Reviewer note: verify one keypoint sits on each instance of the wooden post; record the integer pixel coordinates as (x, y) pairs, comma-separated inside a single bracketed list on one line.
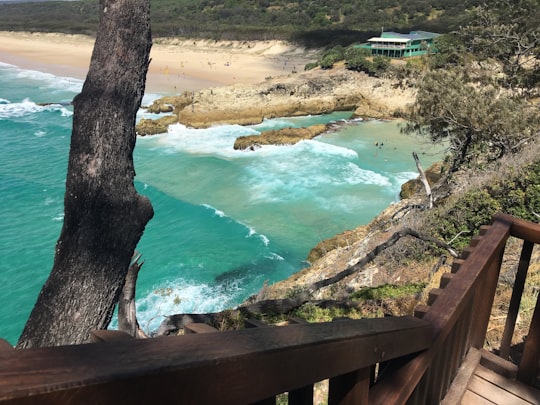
[(528, 368), (351, 388), (517, 292)]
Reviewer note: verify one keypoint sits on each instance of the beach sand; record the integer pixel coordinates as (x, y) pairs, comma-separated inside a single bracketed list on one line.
[(176, 64)]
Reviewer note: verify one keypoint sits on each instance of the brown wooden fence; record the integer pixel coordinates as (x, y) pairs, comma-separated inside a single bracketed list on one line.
[(381, 361)]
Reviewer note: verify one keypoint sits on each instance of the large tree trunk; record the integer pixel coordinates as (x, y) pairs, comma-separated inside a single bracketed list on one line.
[(104, 217)]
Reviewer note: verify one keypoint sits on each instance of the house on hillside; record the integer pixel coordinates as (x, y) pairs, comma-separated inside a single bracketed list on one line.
[(396, 45)]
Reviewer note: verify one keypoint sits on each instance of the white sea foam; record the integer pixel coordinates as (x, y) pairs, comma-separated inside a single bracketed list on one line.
[(274, 256), (28, 107), (182, 296), (217, 212), (51, 82)]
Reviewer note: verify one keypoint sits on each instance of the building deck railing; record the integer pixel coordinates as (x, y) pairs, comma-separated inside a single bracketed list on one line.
[(381, 361)]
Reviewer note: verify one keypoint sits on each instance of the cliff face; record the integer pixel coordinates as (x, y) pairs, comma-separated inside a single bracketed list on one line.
[(313, 92)]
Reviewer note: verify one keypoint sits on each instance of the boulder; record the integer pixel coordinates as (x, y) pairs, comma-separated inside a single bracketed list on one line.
[(286, 136)]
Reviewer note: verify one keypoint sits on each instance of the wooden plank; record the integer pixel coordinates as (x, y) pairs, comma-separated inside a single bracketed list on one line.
[(445, 279), (471, 398), (444, 313), (500, 366), (301, 396), (459, 386), (494, 392), (521, 229), (199, 328), (295, 319), (267, 401), (524, 392), (517, 292), (433, 295), (234, 367), (350, 389), (528, 368), (421, 310)]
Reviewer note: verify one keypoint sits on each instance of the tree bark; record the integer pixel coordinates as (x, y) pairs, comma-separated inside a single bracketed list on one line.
[(127, 312), (104, 216)]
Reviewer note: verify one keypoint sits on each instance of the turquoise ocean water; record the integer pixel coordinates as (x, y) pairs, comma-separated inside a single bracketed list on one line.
[(225, 221)]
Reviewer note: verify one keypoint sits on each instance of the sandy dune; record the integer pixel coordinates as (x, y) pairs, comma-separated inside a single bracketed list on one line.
[(176, 65)]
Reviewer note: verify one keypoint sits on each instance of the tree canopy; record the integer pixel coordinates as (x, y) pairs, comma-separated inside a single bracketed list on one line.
[(478, 91)]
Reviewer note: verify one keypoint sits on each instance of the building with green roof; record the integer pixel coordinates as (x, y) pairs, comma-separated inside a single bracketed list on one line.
[(396, 45)]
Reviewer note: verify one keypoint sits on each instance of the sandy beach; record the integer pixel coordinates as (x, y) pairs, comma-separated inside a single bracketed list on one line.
[(177, 64)]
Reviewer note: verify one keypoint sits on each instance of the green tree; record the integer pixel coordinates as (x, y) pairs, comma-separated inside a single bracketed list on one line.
[(481, 123), (509, 32)]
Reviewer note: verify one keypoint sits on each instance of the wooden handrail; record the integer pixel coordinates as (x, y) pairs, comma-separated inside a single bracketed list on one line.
[(419, 357), (237, 367), (460, 312)]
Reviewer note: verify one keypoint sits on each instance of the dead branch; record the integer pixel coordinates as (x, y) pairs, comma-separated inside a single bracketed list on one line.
[(424, 180), (127, 315)]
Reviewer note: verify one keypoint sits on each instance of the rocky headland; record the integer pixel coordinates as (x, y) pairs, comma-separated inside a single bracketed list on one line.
[(307, 93), (296, 94)]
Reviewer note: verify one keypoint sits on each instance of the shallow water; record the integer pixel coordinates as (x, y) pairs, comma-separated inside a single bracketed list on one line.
[(225, 220)]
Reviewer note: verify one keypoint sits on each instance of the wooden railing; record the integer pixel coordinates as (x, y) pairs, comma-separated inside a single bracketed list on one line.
[(382, 361), (238, 367)]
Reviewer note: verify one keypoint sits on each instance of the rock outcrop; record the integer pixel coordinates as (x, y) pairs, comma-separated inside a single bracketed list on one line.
[(308, 93), (285, 136)]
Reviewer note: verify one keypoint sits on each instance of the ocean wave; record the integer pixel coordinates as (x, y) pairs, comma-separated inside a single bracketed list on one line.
[(217, 212), (251, 232), (52, 82), (183, 296), (28, 107)]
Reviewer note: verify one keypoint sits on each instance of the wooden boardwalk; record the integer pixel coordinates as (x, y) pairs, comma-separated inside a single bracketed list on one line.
[(485, 379), (488, 387)]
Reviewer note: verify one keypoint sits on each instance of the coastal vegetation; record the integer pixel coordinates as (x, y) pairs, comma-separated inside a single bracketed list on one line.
[(312, 23), (478, 94)]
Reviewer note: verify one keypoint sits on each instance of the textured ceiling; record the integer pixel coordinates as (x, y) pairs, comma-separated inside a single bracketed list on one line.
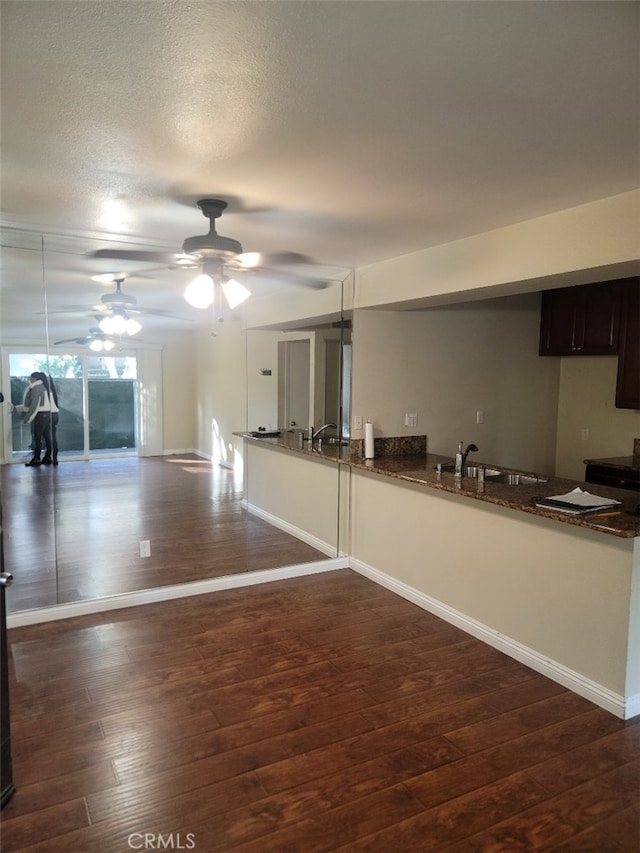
[(348, 131)]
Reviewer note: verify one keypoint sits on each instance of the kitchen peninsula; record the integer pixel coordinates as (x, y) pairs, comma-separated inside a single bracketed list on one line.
[(420, 469), (560, 594)]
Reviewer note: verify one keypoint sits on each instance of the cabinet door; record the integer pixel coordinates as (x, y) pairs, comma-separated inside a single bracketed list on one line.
[(600, 319), (580, 320), (557, 322), (628, 383)]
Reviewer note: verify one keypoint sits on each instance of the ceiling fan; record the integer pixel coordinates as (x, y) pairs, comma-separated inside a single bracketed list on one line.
[(219, 258), (115, 310), (96, 340)]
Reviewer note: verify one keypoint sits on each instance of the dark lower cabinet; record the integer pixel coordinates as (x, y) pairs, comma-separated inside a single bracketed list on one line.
[(604, 475)]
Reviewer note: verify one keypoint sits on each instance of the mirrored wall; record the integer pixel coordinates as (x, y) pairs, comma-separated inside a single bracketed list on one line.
[(155, 484)]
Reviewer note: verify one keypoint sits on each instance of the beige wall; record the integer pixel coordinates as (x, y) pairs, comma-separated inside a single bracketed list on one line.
[(445, 364), (592, 242), (179, 397), (587, 401), (567, 593), (221, 395), (300, 493)]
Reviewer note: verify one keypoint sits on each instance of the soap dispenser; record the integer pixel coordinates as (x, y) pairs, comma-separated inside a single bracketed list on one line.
[(458, 467)]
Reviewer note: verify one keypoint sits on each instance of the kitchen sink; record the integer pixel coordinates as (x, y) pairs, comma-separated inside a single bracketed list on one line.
[(493, 475), (515, 479)]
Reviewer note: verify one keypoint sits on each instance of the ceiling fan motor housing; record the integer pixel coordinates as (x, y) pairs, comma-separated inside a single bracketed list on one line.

__Detalhes do problema__.
Reescreva o trecho que vai da linha com "the building deck" até a linha com "[(225, 221)]", substituindo "cliff face" por "rock wall" e mantendo todo o resto inalterado.

__Resposta__.
Reviewer note: verify one keypoint sits on each instance of the building deck railing; record the integer pixel coordinates as (x, y) pairs, comma-separated inside a single bracketed list on one line.
[(381, 361)]
Reviewer note: verify one keypoint sits on each instance of the rock wall; record the integer pixel coordinates as (x, y) pairs, comma-separated inside a single bracketed list on one line.
[(313, 92)]
Reviewer note: verify one keypoint sits on each instance of the boulder; record the integer pixel coordinates as (x, y) pairs, comma-separated inside a single bracketed list on one line.
[(286, 136)]
Reviewer note: verify one keypoint sits on each instance of the wooden plank; record the integer pixel coordinates as (x, y) pairs, comma-separated inside a single bracketed list on one line.
[(445, 279), (471, 398), (444, 313), (500, 366), (301, 396), (459, 386), (494, 392), (521, 229), (199, 328), (295, 319), (267, 401), (524, 392), (517, 292), (433, 295), (234, 367), (350, 389), (528, 368), (421, 310)]
Reviewer note: verify one keypoint sits on each instance of the tree bark; record the integer pixel coordinates as (x, y) pairs, comma-separated inside a single bracketed list on one line.
[(127, 312), (104, 216)]
Reviewer note: verify one keypoint sits on each instance of the turquoise ocean water; record the integer pixel coordinates as (x, y) pairs, comma-separated inside a single bracketed list on one line.
[(225, 221)]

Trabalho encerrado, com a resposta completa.